## Assignment
From the line containing "# each item" through the last line of the records, print every line exactly and nothing more.

## Records for this task

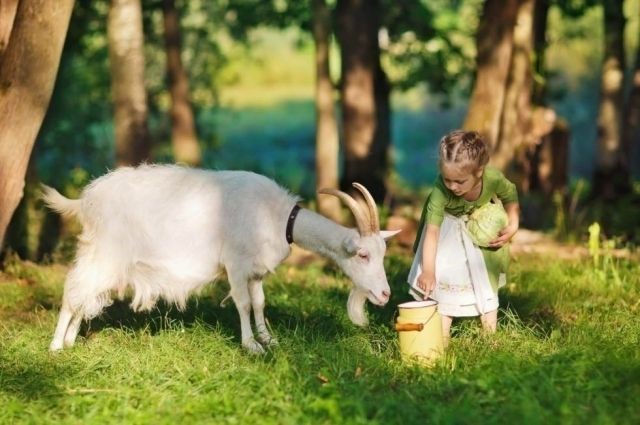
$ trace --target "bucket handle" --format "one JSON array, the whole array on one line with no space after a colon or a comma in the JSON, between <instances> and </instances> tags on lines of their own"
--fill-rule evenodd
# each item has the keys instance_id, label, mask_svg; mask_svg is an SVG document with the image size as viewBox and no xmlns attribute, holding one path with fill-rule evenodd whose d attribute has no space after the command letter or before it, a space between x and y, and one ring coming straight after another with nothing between
<instances>
[{"instance_id":1,"label":"bucket handle","mask_svg":"<svg viewBox=\"0 0 640 425\"><path fill-rule=\"evenodd\" d=\"M424 323L396 323L396 331L405 332L405 331L418 331L420 332L424 329Z\"/></svg>"},{"instance_id":2,"label":"bucket handle","mask_svg":"<svg viewBox=\"0 0 640 425\"><path fill-rule=\"evenodd\" d=\"M424 325L426 325L427 323L429 323L429 320L431 320L433 318L433 315L436 314L436 309L433 310L433 313L431 313L431 316L429 316L429 318L427 320L425 320L422 323L396 323L395 324L395 329L398 332L407 332L407 331L418 331L420 332L421 330L424 329Z\"/></svg>"}]
</instances>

## Answer section
# each item has the keys instance_id, label, mask_svg; mask_svg is an SVG document with the image size as viewBox and no xmlns attribute, holding one path with fill-rule evenodd whose d attribute has no space after the command letter or before it, a space between x and y, and one ring coming straight after another with nothing between
<instances>
[{"instance_id":1,"label":"bucket handle","mask_svg":"<svg viewBox=\"0 0 640 425\"><path fill-rule=\"evenodd\" d=\"M424 323L396 323L396 331L405 332L405 331L418 331L420 332L424 329Z\"/></svg>"},{"instance_id":2,"label":"bucket handle","mask_svg":"<svg viewBox=\"0 0 640 425\"><path fill-rule=\"evenodd\" d=\"M424 325L426 325L427 323L429 323L429 320L431 320L433 318L433 315L436 314L436 309L433 310L433 313L431 313L431 316L429 316L429 318L427 320L425 320L422 323L396 323L395 324L395 329L398 332L407 332L407 331L418 331L420 332L421 330L424 329Z\"/></svg>"}]
</instances>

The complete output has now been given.